* _Task prompt_
Omit every image, and transcribe the remaining entries exactly as given.

(Extracted records)
>> BEGIN
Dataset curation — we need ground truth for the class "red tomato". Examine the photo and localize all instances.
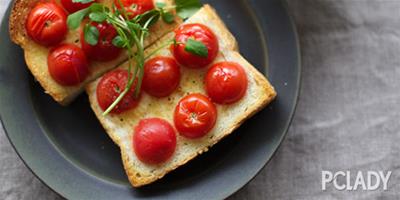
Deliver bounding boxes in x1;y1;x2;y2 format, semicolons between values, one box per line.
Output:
61;0;97;13
174;94;217;139
96;69;140;114
81;22;122;61
47;44;89;86
133;118;176;164
143;56;181;97
114;0;154;18
205;62;247;104
171;24;219;68
25;3;68;46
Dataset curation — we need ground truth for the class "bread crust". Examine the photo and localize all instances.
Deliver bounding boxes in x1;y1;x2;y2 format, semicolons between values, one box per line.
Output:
86;5;276;187
9;0;181;106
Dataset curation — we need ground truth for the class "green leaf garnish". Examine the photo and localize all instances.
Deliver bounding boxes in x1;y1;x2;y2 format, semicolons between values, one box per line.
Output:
112;35;127;48
83;24;100;46
161;12;175;24
175;0;202;19
185;38;208;57
89;12;107;23
156;2;167;9
72;0;94;3
67;0;203;115
67;8;90;30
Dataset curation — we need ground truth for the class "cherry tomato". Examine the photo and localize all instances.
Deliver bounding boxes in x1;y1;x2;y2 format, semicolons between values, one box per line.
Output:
96;69;140;114
114;0;154;18
171;24;219;68
133;118;176;164
47;44;89;86
205;62;247;104
174;94;217;139
25;3;68;46
81;22;122;61
61;0;97;13
143;56;181;97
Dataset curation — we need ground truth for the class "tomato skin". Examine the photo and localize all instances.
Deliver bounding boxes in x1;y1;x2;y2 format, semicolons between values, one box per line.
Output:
96;69;140;114
47;44;89;86
171;24;219;69
25;2;68;46
61;0;97;13
174;94;217;139
143;56;181;97
205;62;248;104
133;118;176;164
80;22;122;62
114;0;155;19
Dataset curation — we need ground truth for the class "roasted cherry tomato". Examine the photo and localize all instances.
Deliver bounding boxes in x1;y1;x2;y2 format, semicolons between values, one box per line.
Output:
81;22;122;61
61;0;97;13
205;62;247;104
143;56;180;97
171;24;219;68
174;94;217;139
133;118;176;164
47;44;89;86
114;0;154;18
96;69;140;114
25;3;68;46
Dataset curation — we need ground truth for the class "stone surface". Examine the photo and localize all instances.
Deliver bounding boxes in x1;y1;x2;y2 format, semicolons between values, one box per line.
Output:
0;0;400;200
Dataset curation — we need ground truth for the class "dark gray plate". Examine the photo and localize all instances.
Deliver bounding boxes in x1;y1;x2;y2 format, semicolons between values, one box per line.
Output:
0;0;300;200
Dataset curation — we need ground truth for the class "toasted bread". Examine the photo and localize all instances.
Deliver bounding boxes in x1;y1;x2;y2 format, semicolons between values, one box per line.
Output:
9;0;181;105
86;5;276;187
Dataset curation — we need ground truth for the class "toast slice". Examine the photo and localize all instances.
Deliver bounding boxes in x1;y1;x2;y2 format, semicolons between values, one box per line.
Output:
86;5;276;187
9;0;181;105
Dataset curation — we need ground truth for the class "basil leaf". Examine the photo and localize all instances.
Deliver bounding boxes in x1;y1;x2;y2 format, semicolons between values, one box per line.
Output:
185;38;208;57
135;10;161;27
72;0;94;3
156;2;167;9
162;12;175;24
89;3;104;12
67;8;89;30
83;24;100;46
175;0;202;19
89;12;107;23
112;35;126;48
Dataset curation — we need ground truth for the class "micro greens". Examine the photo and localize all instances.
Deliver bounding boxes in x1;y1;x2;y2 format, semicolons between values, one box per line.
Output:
185;38;208;57
67;0;203;115
72;0;94;3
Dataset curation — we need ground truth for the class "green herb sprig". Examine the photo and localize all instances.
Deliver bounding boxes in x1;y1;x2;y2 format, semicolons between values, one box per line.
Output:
67;0;203;115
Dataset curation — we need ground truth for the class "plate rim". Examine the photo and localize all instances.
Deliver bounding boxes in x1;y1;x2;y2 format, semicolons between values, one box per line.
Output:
0;0;302;199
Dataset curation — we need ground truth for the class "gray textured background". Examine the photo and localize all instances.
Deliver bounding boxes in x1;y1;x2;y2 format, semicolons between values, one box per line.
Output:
0;0;400;200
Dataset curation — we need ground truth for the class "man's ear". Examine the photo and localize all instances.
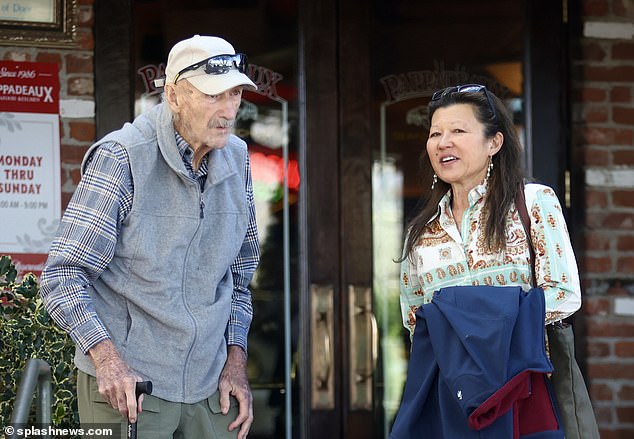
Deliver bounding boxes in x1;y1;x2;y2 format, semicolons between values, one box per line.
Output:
164;84;178;113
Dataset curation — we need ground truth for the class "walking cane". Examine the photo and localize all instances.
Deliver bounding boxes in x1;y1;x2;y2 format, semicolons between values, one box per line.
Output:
128;381;152;439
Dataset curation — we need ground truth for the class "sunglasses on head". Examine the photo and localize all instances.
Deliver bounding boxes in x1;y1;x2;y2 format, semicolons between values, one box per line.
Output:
431;84;497;120
174;53;247;84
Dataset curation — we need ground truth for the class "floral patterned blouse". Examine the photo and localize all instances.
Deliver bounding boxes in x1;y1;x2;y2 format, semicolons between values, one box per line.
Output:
400;183;581;335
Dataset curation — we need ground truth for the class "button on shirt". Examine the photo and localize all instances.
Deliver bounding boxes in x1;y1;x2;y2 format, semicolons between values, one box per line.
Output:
400;184;581;334
41;133;260;353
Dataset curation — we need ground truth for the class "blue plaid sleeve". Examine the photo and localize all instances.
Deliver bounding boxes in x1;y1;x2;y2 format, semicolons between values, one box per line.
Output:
40;143;133;353
227;155;260;352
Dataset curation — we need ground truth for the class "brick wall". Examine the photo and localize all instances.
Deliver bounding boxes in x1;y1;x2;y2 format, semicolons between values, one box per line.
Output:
572;0;634;439
0;0;95;211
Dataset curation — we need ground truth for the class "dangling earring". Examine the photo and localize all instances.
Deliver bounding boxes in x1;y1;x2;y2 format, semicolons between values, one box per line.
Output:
484;157;493;181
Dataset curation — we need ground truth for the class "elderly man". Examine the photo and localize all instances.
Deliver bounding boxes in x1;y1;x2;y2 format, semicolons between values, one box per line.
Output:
41;35;259;439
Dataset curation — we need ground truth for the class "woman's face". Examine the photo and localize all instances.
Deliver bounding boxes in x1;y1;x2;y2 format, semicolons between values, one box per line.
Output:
427;104;503;192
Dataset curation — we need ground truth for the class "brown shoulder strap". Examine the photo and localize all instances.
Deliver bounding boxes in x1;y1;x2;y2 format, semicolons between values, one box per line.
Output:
515;184;537;286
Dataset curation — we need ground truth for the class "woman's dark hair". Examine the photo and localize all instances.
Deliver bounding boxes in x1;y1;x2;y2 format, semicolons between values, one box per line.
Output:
398;87;525;262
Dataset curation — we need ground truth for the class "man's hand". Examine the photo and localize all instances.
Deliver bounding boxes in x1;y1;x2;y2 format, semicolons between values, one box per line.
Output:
88;340;143;422
218;346;253;439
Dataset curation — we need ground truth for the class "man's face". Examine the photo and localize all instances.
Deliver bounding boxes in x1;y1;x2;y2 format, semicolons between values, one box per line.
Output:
166;80;243;150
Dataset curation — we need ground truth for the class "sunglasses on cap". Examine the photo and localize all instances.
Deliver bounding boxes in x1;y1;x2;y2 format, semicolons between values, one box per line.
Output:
431;84;497;120
174;53;247;84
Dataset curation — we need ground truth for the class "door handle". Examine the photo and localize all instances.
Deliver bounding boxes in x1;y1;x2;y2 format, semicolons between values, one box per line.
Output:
348;285;379;410
310;285;335;410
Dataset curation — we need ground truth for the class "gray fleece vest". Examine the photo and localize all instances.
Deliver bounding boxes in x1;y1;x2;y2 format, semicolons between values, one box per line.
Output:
75;104;248;403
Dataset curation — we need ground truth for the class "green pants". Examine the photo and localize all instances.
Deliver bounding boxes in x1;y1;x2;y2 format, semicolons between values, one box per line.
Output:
77;371;239;439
>> END
* _Response below_
Dataset curation — we need ground truth for the class "red tomato". Examine the photo and localize all instances.
Deliver bounding boxes in x1;y1;x2;y2 format, semicolons between values, one box per line.
Output:
61;0;97;13
174;94;217;139
96;69;140;114
81;22;122;61
47;44;89;86
133;118;176;164
143;56;181;97
114;0;154;18
205;62;247;104
171;24;219;68
25;3;68;46
Dataset curation — we need ground truth for the class "bread crust". Examine the photo and localize all instances.
Deliver bounding boxes in x1;y1;x2;y2 format, semicolons between values, one box per line.
Output:
86;5;276;187
9;0;181;106
Dataset curation — we need ground truth for the class "green leaf garnish". Examine the photo and localize all instances.
Deliver bounding boxes in x1;y1;x2;y2 format, semicolons between values, one box per line.
Output:
112;35;127;48
83;24;100;46
161;12;175;24
175;0;202;19
185;38;208;57
89;12;107;23
156;2;167;9
72;0;94;3
67;0;203;115
67;8;90;30
Dataset curation — we need ground truth for the class "cherry tomato". Examine the photo and localize all instances.
Deliver bounding boxes in x1;y1;x2;y2 format, semicolons between values, one box per line.
Output:
96;69;140;114
114;0;154;18
171;24;219;68
133;118;176;164
47;44;89;86
205;62;247;104
174;94;217;139
25;3;68;46
81;22;122;61
61;0;97;13
143;56;181;97
Dataset curation — we need ground truth for the class "tomato skin". Examine the photo and localize all instances.
Deliver bounding boxes in x1;y1;x2;y2 format, semicolons between values, one box per line.
Output:
96;69;140;114
47;44;89;86
171;24;219;69
25;2;68;46
61;0;97;13
174;94;217;139
143;56;181;97
205;62;248;104
133;118;176;164
80;22;122;62
114;0;155;19
Dataset curation — we need ground truth for the class "roasted cherry tomato". Examine the photo and localize all instances.
Deliver bounding boxes in x1;y1;x2;y2 format, semicolons between values, one box per line.
Output:
81;22;122;61
61;0;97;13
205;62;247;104
143;56;180;97
171;24;219;68
174;94;217;139
133;118;176;164
47;44;89;86
114;0;154;18
96;69;140;114
25;3;68;46
Dataset curation — we need ground truth for the class "stone surface". Examine the photo and localize all instances.
Deliver bounding boxes in x1;y1;x2;y2 format, semicolons between values, one box per line.
Output:
0;0;400;200
Dataset curation — we need ground truth for the class "dark gray plate". Examine the photo and localize all instances.
Deliver bounding boxes in x1;y1;x2;y2 format, semicolons between values, one box per line.
Output:
0;0;300;200
Dataset curation — we need ground truth for the class "toasted bread". Examine the photo and localize all instances.
Deliver bounding boxes in x1;y1;x2;y2 format, semicolons between values, one box per line.
Output:
9;0;181;105
86;5;276;187
Dataset curation — we need ground truth for the class "toast slice". Examine the photo and localize all instances.
Deliver bounding boxes in x1;y1;x2;y2 format, semicolons between values, one box per line.
Output:
86;5;276;187
9;0;181;105
Dataset curation — we need ground truth for the class "basil leaf". Examine the photo and localize all instances.
Deliver bounding boxes in x1;y1;x2;y2 format, semicolons between values, one box per line.
Output:
185;38;208;57
135;10;161;27
72;0;94;3
156;2;167;9
162;12;175;24
89;3;104;12
67;8;89;30
83;24;100;46
175;0;202;19
89;12;107;23
112;35;126;48
Dataset curation — we need ground truth for the class "micro greens". Examine the photo and localize all instances.
Deliver bounding boxes in x1;y1;x2;y2 format, semicolons between values, one box per line.
Output:
185;38;208;57
67;0;203;115
72;0;94;3
Dataset curation — we need ground truth for the class "green herb sprig". Examine the photo and localize all instances.
Deliver bounding boxes in x1;y1;x2;y2 format, semicolons between values, one box per line.
Output:
67;0;203;115
Dataset curation — we need ground truth for the class "plate rim". Examine the photo and localize all instances.
Deliver bounding boxes in x1;y1;x2;y2 format, semicolons between values, one box per line.
Output:
0;0;302;199
Dataset curation — we need ground truth for the class "gray textured background". Examine the photo and localize all instances.
Deliver bounding boxes in x1;y1;x2;y2 format, semicolons between values, one box per line.
Output:
0;0;400;200
Dataset curation — we need ground truth for the class "man's ear". Examine the photo and localize all instances.
Deliver bounding boxes in x1;y1;x2;y2 format, semicolons between values, one box per line.
Output:
164;84;178;113
Dataset curation — we need ground truth for the class "walking cane". Examine the photo and localize all instances.
Deliver bounding boxes in x1;y1;x2;y2 format, semicolons between values, one box per line.
Output:
128;381;152;439
Dataset curation — we need ground truth for the class "sunglasses on head". Examine the photo and localize all instances.
Deliver bounding boxes in x1;y1;x2;y2 format, semicolons between values, one box per line.
Output:
431;84;497;120
174;53;247;84
Dataset curation — we need ground truth for the class "floral patterned blouse". Examine the photo and localize all instances.
Deliver bounding boxes in x1;y1;x2;y2 format, semicolons between values, one box per line.
Output:
400;183;581;335
Dataset curation — we need ground truth for the class "button on shirt". Examine the photo and localize all instances.
Deliver bounding boxes in x1;y1;x2;y2 format, semicolons between values, one box per line.
Output:
400;184;581;334
41;133;260;353
Dataset curation — we need ground truth for the class "blue plaid sleeve". Examine the photo and localize all instances.
Deliver bounding boxes in x1;y1;x2;y2 format, semicolons between values, one box per line.
Output:
40;143;133;353
227;155;260;352
Dataset curation — we need ground truth for the class "brick wall". Examine the photo and localize all instances.
Deliver bounding boxes in x1;y1;x2;y2 format, semicolons between values, one box per line.
Output:
572;0;634;439
0;0;95;211
Dataset curation — we need ground truth for the class "dangling earring". Examine the photo and localize all instances.
Deliver bounding boxes in x1;y1;x2;y2 format, semicolons between values, one box per line.
Output:
484;157;493;181
Dataset curation — we need ground truth for the class "elderly man". Examine the photo and localize all instances.
Deliver bounding boxes in x1;y1;x2;y2 format, semicolons between values, one box per line.
Output:
41;35;259;439
Dataset curation — we need ground truth for the class "woman's face". Examine the photo and localize all instances.
Deliver bounding boxes in x1;y1;x2;y2 format, semicolons between values, one box per line.
Output:
427;104;503;192
Dataset curation — we need ground truth for the class "brown shoulder strap". Examine the photo and localize all instances.
Deliver bounding boxes in x1;y1;x2;y2 format, semicolons between values, one box per line.
Output:
515;184;537;286
Dataset curation — we need ground truth for the class "woman's dark hair". Examine the photo and localize all instances.
Deliver bounding boxes in x1;y1;x2;y2 format, semicolons between values, one box per line.
Output:
398;87;525;262
Dataset curation — we need ground truth for the class "man's hand". Examine the photo and localize all instances.
Deliver bounding boxes in x1;y1;x2;y2 format, semicolons between values, one box per line.
Output:
88;340;143;422
218;346;253;439
Dataset curation — we need ground truth for the class "man's face". Examine the photo and localize all instances.
Deliver bounding boxes in x1;y1;x2;y2 format, semicolons between values, one box per line.
Output:
166;80;243;150
Dataset curation — we need ground truth for the class "sunglasses on cap". Examine the photo and localize all instances.
Deliver bounding boxes in x1;y1;x2;y2 format, semicolons between values, one box per line.
Output:
431;84;497;120
174;53;247;84
Dataset curation — we need ground truth for the class "door handle". Examine the photo and localize all instances.
Deliver bounding boxes in x1;y1;x2;y2 format, semicolons between values, one box per line.
Output:
348;285;379;410
310;285;335;410
Dataset curation — we need ground truth for the class "gray fleece vest". Examine the photo and localize all instances.
Deliver bounding boxes in x1;y1;x2;y2 format, semicolons between values, one box per line.
Output:
75;104;248;403
Dataset curation — we need ground truth for the class "green pants". Examine the photo and localize all instances.
Deliver bounding boxes in x1;y1;x2;y2 format, semicolons between values, one box per line.
Output:
77;371;239;439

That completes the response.